> **Try it**
Word for word, transcribe the data below from the line with "Report the position of each instance of the white cumulus" to the line with "Report the position of each instance of the dark", keeping both of those lines.

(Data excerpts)

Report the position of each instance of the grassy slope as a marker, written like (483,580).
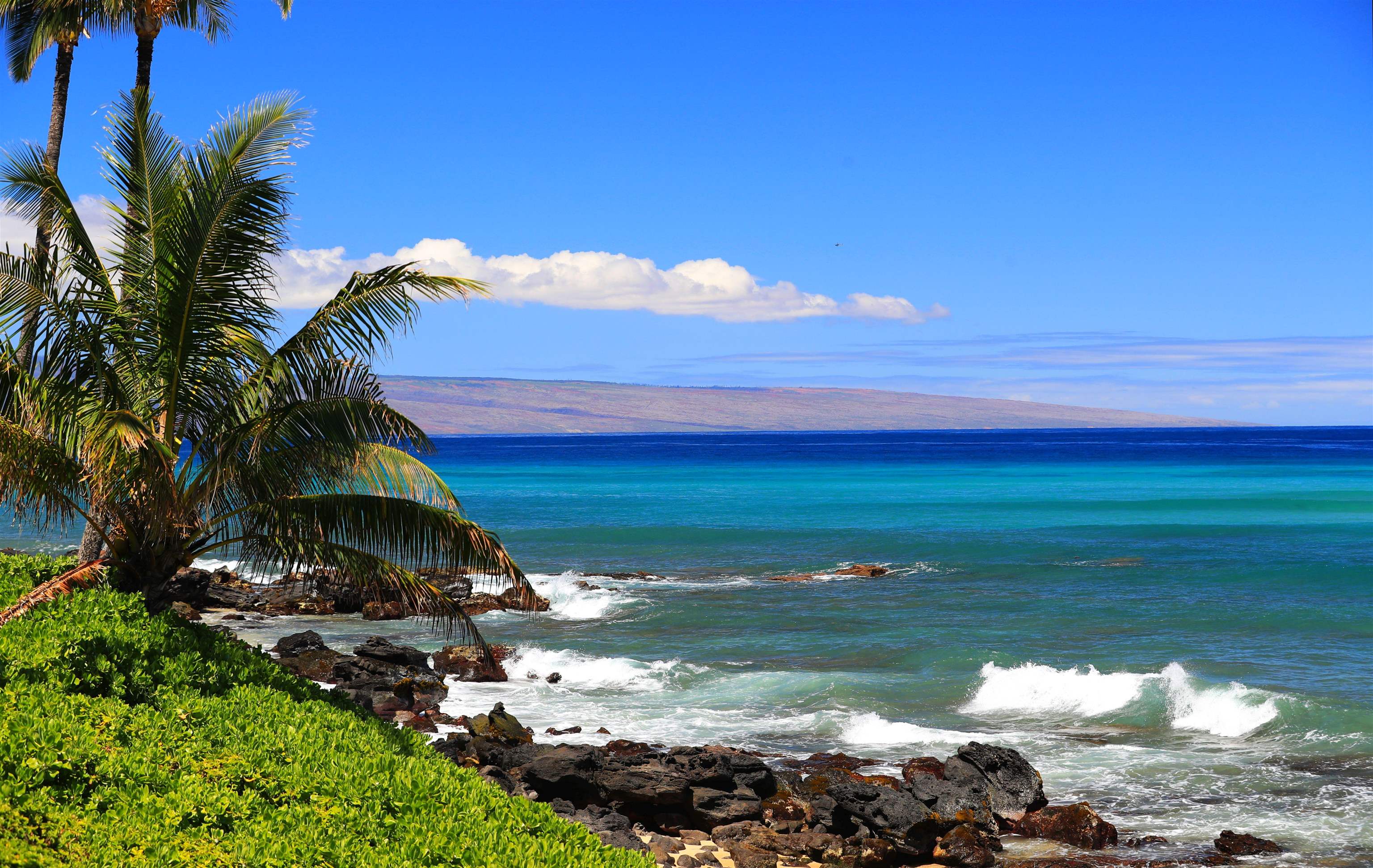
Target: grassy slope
(444,406)
(128,739)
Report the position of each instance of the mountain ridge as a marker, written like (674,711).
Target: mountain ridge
(501,406)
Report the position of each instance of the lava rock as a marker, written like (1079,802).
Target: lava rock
(466,662)
(566,772)
(923,766)
(1232,844)
(714,808)
(297,645)
(867,570)
(1077,825)
(381,649)
(1015,786)
(967,847)
(392,610)
(500,725)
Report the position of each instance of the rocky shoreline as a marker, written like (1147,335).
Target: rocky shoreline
(716,805)
(701,805)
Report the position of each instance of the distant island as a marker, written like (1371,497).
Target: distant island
(477,406)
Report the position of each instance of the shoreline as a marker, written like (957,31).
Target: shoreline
(1018,851)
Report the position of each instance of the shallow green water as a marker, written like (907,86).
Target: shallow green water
(1176,625)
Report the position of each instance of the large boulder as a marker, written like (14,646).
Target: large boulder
(956,801)
(861,808)
(1015,788)
(642,780)
(297,645)
(379,610)
(867,570)
(568,772)
(500,725)
(382,649)
(467,665)
(514,598)
(1077,825)
(714,808)
(967,847)
(386,687)
(1231,844)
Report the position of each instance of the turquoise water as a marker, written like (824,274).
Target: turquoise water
(1176,625)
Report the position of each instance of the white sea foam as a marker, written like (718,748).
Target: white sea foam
(568,602)
(585,672)
(1229,711)
(1044,690)
(874,730)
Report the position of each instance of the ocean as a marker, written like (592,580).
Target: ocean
(1176,625)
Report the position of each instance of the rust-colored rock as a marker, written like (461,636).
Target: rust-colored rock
(867,570)
(511,598)
(466,662)
(1232,844)
(922,766)
(383,611)
(828,761)
(1077,825)
(481,603)
(185,610)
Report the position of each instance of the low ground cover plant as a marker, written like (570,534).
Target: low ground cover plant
(136,739)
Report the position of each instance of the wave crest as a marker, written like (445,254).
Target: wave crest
(1085,693)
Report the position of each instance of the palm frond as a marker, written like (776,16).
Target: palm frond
(81,576)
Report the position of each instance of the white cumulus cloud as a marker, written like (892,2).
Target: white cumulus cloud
(590,281)
(596,281)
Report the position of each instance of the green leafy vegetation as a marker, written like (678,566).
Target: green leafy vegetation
(136,739)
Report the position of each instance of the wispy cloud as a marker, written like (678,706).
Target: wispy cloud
(1291,379)
(598,281)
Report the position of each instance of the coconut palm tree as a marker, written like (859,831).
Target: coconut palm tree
(147,18)
(31,28)
(163,395)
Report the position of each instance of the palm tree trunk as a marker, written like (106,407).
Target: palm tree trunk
(43,241)
(145,75)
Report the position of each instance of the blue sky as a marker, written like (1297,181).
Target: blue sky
(1140,205)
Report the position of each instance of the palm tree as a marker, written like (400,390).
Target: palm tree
(157,399)
(147,18)
(31,28)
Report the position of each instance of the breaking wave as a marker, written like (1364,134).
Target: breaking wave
(1173,697)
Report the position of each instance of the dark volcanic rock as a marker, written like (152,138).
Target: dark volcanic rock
(1077,825)
(313,665)
(566,772)
(513,598)
(893,815)
(374,610)
(868,570)
(466,662)
(957,801)
(967,847)
(381,649)
(1244,845)
(500,725)
(297,645)
(643,780)
(816,763)
(624,840)
(1015,786)
(714,808)
(922,766)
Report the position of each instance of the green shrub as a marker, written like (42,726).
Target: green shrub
(128,739)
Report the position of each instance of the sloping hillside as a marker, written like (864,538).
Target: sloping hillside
(445,406)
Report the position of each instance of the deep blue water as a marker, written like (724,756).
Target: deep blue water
(1173,624)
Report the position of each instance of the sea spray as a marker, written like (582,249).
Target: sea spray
(1082,694)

> **Task answer**
Report the position of each instance of the white cumulus cloud as a marker, written like (892,2).
Target: white cumulus cloud
(590,281)
(596,281)
Report the position of each instance of the green leafy vegetation as a marker, written like (678,566).
Target: green leafy vegetation
(136,739)
Report the position of each instance of the wispy cloud as a marker, written like (678,706).
Target: wispy cloud
(1291,379)
(598,281)
Report the position of each instance of the coconut palm tree as a marker, written like (859,831).
Target: coconut palm tree
(147,18)
(31,28)
(163,395)
Report the position of each instance of the palm tree trunk as a marker, written like (106,407).
Target: palm tree trunk
(43,241)
(145,75)
Report the position of each instance of the blue sky as a marker, written like (1297,181).
Target: blue sky
(1140,205)
Report the position of each instance of the palm tree as a marker, written like (400,390).
Target: palm tree
(157,399)
(147,18)
(31,28)
Report the position of each instance of the breaking wave as a marker, written like (1364,134).
Target: breaking wave
(1173,697)
Report the position of each instance of the dark volcanic rock as a marker, written like (152,138).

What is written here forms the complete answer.